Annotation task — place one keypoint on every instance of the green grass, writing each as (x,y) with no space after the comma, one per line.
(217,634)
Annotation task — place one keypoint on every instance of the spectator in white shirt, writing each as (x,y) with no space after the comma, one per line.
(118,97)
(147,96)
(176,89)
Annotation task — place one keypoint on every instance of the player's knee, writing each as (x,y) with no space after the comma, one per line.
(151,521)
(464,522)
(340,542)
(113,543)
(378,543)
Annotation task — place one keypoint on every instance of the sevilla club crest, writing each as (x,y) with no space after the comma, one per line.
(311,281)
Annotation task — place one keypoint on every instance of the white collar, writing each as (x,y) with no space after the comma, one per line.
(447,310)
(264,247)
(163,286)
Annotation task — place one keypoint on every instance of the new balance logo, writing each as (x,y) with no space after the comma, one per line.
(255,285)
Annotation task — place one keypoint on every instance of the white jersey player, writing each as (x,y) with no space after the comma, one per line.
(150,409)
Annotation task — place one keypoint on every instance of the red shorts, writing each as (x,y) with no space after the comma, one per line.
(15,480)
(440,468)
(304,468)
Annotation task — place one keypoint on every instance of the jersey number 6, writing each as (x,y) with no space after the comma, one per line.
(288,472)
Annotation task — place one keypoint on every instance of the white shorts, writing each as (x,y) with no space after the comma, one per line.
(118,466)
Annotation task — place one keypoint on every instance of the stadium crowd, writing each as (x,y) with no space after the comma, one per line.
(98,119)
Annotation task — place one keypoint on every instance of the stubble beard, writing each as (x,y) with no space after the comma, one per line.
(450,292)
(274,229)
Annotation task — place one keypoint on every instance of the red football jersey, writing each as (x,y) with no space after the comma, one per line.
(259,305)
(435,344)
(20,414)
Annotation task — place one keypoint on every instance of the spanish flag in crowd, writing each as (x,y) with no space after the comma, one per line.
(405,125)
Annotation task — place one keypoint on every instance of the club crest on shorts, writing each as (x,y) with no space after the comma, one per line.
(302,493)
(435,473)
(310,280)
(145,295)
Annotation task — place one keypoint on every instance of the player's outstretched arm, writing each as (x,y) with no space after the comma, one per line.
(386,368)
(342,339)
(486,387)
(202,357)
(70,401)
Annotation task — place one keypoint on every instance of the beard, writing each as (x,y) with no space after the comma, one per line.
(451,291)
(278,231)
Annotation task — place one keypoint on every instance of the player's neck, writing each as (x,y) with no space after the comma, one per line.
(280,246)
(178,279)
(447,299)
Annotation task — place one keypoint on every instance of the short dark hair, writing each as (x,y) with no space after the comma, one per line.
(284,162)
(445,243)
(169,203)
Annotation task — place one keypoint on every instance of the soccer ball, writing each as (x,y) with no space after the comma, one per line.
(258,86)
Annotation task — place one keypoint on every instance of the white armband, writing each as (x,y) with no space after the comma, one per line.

▶ **What is required**
Duplicate the entries above word for word, starting with the line that contains "of the soccer" and stopping after the last line of the entries, with both ends included.

▶ **Full response**
Annotation task — place one keypoint on every instance of the soccer ball, writing each as (x,y) with no space after the comma, one per line.
(258,86)
Annotation task — place one keypoint on every instance of the white armband, writing each as (x,y) with no space after the comma, one per line.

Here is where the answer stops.